▶ _Information_

###

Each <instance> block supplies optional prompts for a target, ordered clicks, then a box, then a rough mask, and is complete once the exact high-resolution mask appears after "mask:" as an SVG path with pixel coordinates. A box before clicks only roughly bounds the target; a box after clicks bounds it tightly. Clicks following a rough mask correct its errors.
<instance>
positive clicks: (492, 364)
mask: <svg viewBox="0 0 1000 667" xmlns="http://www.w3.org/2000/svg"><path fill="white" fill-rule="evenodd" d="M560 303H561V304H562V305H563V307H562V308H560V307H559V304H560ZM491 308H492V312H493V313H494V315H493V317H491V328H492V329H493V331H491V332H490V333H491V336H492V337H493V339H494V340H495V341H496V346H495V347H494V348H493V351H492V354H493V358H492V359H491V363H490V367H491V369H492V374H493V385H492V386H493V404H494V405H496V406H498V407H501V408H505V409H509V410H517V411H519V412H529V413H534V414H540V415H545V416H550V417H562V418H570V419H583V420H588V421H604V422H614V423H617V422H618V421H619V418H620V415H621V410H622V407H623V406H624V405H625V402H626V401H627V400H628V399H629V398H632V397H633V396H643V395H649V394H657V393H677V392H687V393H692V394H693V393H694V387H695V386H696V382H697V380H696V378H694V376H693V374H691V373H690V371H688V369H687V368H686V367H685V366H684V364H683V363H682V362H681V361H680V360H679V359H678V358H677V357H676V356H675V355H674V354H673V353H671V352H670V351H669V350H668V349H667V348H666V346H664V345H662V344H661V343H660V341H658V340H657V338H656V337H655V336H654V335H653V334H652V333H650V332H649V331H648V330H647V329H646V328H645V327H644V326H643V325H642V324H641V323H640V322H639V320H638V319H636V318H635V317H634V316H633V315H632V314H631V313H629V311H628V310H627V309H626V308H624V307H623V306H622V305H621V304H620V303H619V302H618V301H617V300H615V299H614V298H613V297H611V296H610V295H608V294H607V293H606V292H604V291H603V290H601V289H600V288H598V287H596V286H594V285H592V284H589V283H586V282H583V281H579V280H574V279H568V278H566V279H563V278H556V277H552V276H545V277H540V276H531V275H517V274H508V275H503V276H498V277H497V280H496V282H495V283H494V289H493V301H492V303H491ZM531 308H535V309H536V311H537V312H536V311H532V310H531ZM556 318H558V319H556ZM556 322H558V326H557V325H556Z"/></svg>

###

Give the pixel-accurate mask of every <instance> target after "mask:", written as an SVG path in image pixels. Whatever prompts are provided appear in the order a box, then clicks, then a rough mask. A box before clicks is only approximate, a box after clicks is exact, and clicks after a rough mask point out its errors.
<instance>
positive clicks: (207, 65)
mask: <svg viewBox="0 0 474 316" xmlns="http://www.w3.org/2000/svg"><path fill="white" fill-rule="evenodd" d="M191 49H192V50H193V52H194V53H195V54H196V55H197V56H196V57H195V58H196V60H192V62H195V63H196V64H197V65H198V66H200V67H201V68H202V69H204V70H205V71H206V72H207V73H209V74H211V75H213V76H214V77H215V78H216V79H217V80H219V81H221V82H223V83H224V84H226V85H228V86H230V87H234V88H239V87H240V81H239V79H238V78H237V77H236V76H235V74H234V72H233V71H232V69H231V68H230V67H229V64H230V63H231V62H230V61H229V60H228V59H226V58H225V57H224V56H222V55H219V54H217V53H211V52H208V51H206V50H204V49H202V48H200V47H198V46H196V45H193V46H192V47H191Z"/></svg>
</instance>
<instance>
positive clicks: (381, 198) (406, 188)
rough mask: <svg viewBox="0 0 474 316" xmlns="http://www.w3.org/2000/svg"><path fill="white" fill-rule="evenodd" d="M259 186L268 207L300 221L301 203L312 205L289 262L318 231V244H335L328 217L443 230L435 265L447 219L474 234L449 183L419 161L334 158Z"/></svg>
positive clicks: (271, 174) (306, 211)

###

▶ _Work instruction_
Tell how many lines of the listing include the word "errors", replying with nothing but the number.

▶ _Completed exercise_
2